> **TASK LIST**:
A - Answer these questions from the passage on the Newfoundland Regiment at Gueudecourt:
(i) How far from the starting line was Grease Trench?
(ii) How many casualties did the regiment suffer in the 55 hours after entering the trenches, and how many of them were killed or died of wounds?
(iii) Where is the seventh memorial located?
B - Extend the passage on the Newfoundland Regiment at Gueudecourt beyond its final sentence.

As the Newfoundlanders advanced to their final objective, Grease Trench some 750 m from their starting line, heavy machine-gun fire coming from the front and the right flank forced the regiment back to Hilt Trench. On their left flank, a German counter-attack drove the 1st Essex Battalion back to the outskirts of Gueudecourt, leaving the Newfoundlanders with an open flank. Newfoundland bombing parties cleared and secured the vacated portion of Hilt Trench and as a result doubled the length of the regiment's front line. All ranks began digging in the hard chalk to construct a new firing step and parapet and reverse the former German position.

In the late afternoon the expected German counter-attack developed but Newfoundland small arms fire managed to drive off the German attack. The position was held against further assaults and during the night of 12 October, the arrival of a relieving battalion of the 8th Brigade enabled the Royal Newfoundland Regiment to hand over their responsibilities and go into reserve. During the 55 hours that had elapsed since they had entered the trenches on 10 October, the Newfoundland Regiment had suffered 239 casualties, of whom 120 had been killed or died of wounds. The Regiment was one of the few units on the whole of the British Fourth Army front to capture and retain its objective.

==Memorial==
The Gueudecourt Memorial is one of six erected in Europe by the Newfoundland government following the First World War. Four were erected in France at Beaumont-Hamel, Gueudecourt, Masnières and Monchy-le-Preux, another is in Courtrai/Kortrijk in Belgium and a sixth in Turkey at Gallipoli. A seventh memorial is situated in Bowring Park in St. John's, Newfoundland, Canada and was a gift from Major William Howe Greene, OBE, who served with the Newfoundlanders during the war.

> **Stored data entries**:

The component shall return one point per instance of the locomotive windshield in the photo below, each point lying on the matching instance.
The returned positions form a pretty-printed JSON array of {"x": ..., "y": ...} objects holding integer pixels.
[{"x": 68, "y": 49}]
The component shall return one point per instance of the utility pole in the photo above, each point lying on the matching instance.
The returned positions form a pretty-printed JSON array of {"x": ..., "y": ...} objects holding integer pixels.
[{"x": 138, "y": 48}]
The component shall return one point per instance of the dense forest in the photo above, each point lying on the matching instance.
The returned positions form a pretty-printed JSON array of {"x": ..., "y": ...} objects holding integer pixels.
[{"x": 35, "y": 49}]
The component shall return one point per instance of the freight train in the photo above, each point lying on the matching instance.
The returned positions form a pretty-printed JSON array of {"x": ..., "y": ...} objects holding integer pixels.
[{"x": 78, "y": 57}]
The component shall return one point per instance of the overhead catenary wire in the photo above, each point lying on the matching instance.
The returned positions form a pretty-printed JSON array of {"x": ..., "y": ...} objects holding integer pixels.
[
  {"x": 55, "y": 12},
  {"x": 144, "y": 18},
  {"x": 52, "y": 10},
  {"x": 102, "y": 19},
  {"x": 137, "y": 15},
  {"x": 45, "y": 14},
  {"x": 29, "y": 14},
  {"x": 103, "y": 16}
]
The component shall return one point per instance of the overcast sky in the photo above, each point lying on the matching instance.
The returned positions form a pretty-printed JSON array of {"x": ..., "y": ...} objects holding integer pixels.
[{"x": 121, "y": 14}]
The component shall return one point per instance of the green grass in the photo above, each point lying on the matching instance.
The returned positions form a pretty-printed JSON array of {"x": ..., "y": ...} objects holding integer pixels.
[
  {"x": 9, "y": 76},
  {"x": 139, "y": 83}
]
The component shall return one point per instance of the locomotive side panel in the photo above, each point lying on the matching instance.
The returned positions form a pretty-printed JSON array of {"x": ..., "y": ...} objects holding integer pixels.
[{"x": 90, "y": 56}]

> **ANSWERS**:
A -
(i) About 750 m.
(ii) 239 casualties, of whom 120 were killed or died of wounds.
(iii) In Bowring Park in St. John's, Newfoundland, Canada.

B -
All of the memorials are centrally identical, featuring the emblem of the Royal Newfoundland Regiment, a caribou, cast in bronze, as designed by British sculptor Basil Gotto. Standing atop a cairn of Newfoundland granite, the caribou faces and calls out in the direction the Newfoundlanders faced toward the enemy during the battle. The cairn is also surrounded by native Newfoundland plants.

The Gueudecourt Memorial is situated on the south-east side the D574 road, about 1 km north-east of its namesake village. The memorial site is on ground seized by Newfoundland troops on 12 October 1916 and marks the farthest point of advance by British units from the July 1st front lines during the Battle of the Somme. Clearly visible behind the caribou as seen from the memorial entrance, is a preserved trench line that was part of the British front line of 17 November 1916, the final day of the British offensive at the Somme.